» **YOUR INSTRUCTIONS**:
Set down the material once more, exactly as it appears.
---------- RAW DATA ----------
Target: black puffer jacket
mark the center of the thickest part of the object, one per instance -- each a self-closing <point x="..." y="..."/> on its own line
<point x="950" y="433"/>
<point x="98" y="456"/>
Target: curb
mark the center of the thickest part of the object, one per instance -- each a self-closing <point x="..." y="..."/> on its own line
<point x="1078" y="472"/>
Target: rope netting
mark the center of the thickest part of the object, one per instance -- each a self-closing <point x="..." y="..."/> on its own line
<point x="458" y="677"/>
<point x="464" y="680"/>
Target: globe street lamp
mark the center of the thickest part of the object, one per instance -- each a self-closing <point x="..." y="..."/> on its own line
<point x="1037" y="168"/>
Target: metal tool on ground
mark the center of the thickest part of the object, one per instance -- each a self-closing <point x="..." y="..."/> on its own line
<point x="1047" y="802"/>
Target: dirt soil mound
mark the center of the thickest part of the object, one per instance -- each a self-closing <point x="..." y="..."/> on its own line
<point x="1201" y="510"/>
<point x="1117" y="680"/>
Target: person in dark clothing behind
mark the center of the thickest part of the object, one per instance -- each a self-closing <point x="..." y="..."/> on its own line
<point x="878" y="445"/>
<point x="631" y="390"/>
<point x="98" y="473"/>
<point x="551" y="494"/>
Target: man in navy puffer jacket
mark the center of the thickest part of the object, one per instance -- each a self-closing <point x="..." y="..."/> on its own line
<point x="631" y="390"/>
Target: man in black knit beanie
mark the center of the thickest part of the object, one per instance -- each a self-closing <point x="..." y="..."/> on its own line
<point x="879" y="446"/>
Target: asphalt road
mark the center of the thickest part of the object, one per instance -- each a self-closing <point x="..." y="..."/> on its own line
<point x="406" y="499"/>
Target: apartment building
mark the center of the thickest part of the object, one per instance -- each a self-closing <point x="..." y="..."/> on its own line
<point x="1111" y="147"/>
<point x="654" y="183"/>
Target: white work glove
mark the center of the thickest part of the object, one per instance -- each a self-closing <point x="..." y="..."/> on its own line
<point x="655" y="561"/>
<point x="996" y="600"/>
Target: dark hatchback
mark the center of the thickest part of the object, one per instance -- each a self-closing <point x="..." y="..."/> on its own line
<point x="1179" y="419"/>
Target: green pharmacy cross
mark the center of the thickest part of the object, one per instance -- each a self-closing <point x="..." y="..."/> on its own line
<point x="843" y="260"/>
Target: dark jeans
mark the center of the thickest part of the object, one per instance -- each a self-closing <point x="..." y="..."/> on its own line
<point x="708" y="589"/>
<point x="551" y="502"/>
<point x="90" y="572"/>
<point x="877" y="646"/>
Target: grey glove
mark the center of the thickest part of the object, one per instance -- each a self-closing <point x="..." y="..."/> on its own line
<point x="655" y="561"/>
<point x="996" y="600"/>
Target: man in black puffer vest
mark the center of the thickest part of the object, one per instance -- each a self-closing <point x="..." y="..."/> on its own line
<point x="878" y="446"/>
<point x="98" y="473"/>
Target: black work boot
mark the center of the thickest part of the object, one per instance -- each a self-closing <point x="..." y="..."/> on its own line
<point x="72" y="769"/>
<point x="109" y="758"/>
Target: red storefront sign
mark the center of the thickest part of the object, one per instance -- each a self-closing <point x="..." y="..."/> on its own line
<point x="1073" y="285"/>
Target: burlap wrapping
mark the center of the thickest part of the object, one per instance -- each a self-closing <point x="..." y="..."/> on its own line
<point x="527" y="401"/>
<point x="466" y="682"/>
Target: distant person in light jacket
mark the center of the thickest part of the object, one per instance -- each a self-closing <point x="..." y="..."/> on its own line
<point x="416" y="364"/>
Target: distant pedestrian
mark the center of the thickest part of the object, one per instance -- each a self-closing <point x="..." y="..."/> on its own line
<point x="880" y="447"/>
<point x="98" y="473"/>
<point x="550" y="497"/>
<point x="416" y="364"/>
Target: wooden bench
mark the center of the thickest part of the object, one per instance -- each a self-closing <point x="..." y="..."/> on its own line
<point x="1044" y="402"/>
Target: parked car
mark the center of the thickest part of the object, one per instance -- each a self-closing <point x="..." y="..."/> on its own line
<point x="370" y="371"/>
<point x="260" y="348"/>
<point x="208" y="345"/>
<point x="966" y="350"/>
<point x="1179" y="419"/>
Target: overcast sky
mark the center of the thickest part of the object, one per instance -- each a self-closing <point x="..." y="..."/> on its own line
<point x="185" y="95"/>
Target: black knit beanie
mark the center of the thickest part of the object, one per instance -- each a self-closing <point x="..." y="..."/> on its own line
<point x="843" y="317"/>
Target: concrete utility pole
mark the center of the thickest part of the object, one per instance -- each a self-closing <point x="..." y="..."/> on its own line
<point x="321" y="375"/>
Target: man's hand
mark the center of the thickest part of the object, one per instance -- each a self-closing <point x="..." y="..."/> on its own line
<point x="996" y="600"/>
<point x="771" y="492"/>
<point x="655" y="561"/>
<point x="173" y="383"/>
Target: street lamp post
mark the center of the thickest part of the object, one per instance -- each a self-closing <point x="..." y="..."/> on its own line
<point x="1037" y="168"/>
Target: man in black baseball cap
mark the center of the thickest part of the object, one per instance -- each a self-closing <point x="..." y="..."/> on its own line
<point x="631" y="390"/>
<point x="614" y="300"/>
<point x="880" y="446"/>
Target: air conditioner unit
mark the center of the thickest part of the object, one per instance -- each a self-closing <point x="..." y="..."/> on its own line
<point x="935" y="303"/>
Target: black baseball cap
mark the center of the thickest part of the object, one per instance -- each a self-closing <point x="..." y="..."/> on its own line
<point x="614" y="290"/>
----------
» **COMPLETED EXERCISE**:
Target: black puffer jacket
mark the center of the thickest part of the object, one per instance -- each a self-closing <point x="..." y="..."/> on its own line
<point x="950" y="433"/>
<point x="98" y="456"/>
Target: curb
mark the center of the thickest part of the object, one per instance -- each a self-closing <point x="..." y="..."/> on its own line
<point x="1078" y="472"/>
Target: rope netting
mark the center of the thickest part of the object, one per instance -- each a self-closing <point x="..." y="..."/> on its own line
<point x="458" y="677"/>
<point x="464" y="680"/>
Target: globe street lamp
mark the center of the thickest part of the object, one per instance -- each a self-closing <point x="..." y="..."/> on its own line
<point x="1037" y="168"/>
Target: metal tool on ground
mark the center of the thickest part of the object, one per instance -- each a self-closing <point x="..." y="..."/> on its own line
<point x="1047" y="802"/>
Target: dirt soil mound
mark the center of the thickest part of the object, one per instance -- each a self-closing <point x="..." y="..."/> on its own line
<point x="1201" y="510"/>
<point x="1117" y="680"/>
Target: person in dark clothing behind
mark the center of the thickest part of the object, one per instance -- each a self-closing <point x="..." y="..."/> on its own line
<point x="878" y="445"/>
<point x="631" y="390"/>
<point x="98" y="473"/>
<point x="551" y="494"/>
Target: man in navy puffer jacket
mark the center of the thickest part of the object, one per instance -- each a self-closing <point x="..." y="..."/> on its own line
<point x="631" y="390"/>
Target: man in black knit beanie
mark the center of the thickest part of the object, one per instance -- each a self-closing <point x="..." y="..."/> on its own line
<point x="879" y="446"/>
Target: asphalt road
mark the center of the thickest part of the object, one per instance -- each a self-closing <point x="..." y="..."/> on its own line
<point x="406" y="499"/>
Target: apartment building
mark the center of the thickest part of the object, one per instance -- each a self-closing <point x="..." y="..."/> on its own line
<point x="1111" y="147"/>
<point x="654" y="183"/>
Target: white work glove
mark the center of the thickest part of the object, one per instance -- each a self-closing <point x="..." y="..."/> on its own line
<point x="655" y="561"/>
<point x="996" y="600"/>
Target: dark hatchback
mark the center of the thickest part of the object, one per instance -- each a self-closing <point x="..." y="..."/> on its own line
<point x="1179" y="419"/>
Target: green pharmacy cross
mark the center of the thickest part of the object, one per instance -- each a self-closing <point x="..." y="..."/> on its own line
<point x="843" y="260"/>
Target: dark jeans
mark the center of the thickest part of the object, one per instance -- each a self-closing <point x="..." y="..."/> on its own line
<point x="708" y="589"/>
<point x="551" y="502"/>
<point x="90" y="572"/>
<point x="877" y="646"/>
Target: grey glove
mark the center of the thickest part of the object, one per instance -- each a self-closing <point x="..." y="..."/> on its own line
<point x="655" y="561"/>
<point x="996" y="600"/>
Target: man in black puffer vest
mark the center of the thickest part of the object, one per instance -- each a self-closing <point x="..." y="..."/> on its own line
<point x="878" y="446"/>
<point x="98" y="473"/>
Target: black work boot
mark the center of the thickest part of the object, one per instance -- each a self-closing <point x="..." y="..."/> on its own line
<point x="72" y="769"/>
<point x="109" y="758"/>
Target: red storefront sign
mark the center of the thickest part of the object, one per instance -- each a self-closing <point x="..." y="..."/> on its own line
<point x="1073" y="285"/>
Target: burlap wrapping
mark the center of the thickest part of the object, one per instance -- each a self-closing <point x="..." y="..."/> on its own line
<point x="527" y="401"/>
<point x="466" y="682"/>
Target: distant person in light jacket
mark the center of the thickest part of the object, one per instance -- each a self-closing <point x="..." y="..."/> on its own line
<point x="416" y="364"/>
Target: distant pedestrian
mark the center of the thickest part of the object, one per instance -- each a self-closing <point x="..." y="..."/> on its own line
<point x="880" y="447"/>
<point x="98" y="473"/>
<point x="550" y="497"/>
<point x="416" y="364"/>
Target: wooden bench
mark the center of the thickest part of the object, one per instance -- each a self-closing <point x="..." y="..."/> on its own line
<point x="1044" y="402"/>
Target: parked car
mark the center of the thickest part of the object, one per instance -- each a self-closing <point x="..." y="..."/> on its own line
<point x="370" y="371"/>
<point x="260" y="348"/>
<point x="208" y="345"/>
<point x="966" y="350"/>
<point x="1179" y="419"/>
Target: overcast sky
mark the center of the thickest part of the object, one per instance -- each a self-closing <point x="..." y="..."/> on its own line
<point x="185" y="95"/>
Target: black knit beanie
mark the center of the thickest part of the object, one per instance -- each a self-closing <point x="..." y="..."/> on its own line
<point x="843" y="317"/>
Target: concrete utility pole
mark the center of the thickest part of the object, one per instance -- each a self-closing <point x="..." y="..."/> on its own line
<point x="321" y="375"/>
Target: man's hand
mark the center of the thickest part of the object, one per instance -- each a self-closing <point x="..." y="..."/> on its own line
<point x="996" y="600"/>
<point x="771" y="492"/>
<point x="655" y="561"/>
<point x="173" y="383"/>
Target: street lamp post
mark the center of the thickest part of the object, one per instance -- each a self-closing <point x="..." y="..."/> on its own line
<point x="1037" y="168"/>
Target: man in black baseball cap
mark the center of the thickest part of the object, one per instance -- each a self-closing <point x="..." y="..."/> on its own line
<point x="631" y="390"/>
<point x="614" y="300"/>
<point x="880" y="446"/>
Target: air conditioner unit
mark the center of the thickest part of the object, one per instance -- each a self-closing <point x="..." y="..."/> on its own line
<point x="935" y="303"/>
Target: black baseball cap
mark the center of the thickest part of the object, one per instance -- each a self-closing <point x="..." y="..."/> on its own line
<point x="614" y="290"/>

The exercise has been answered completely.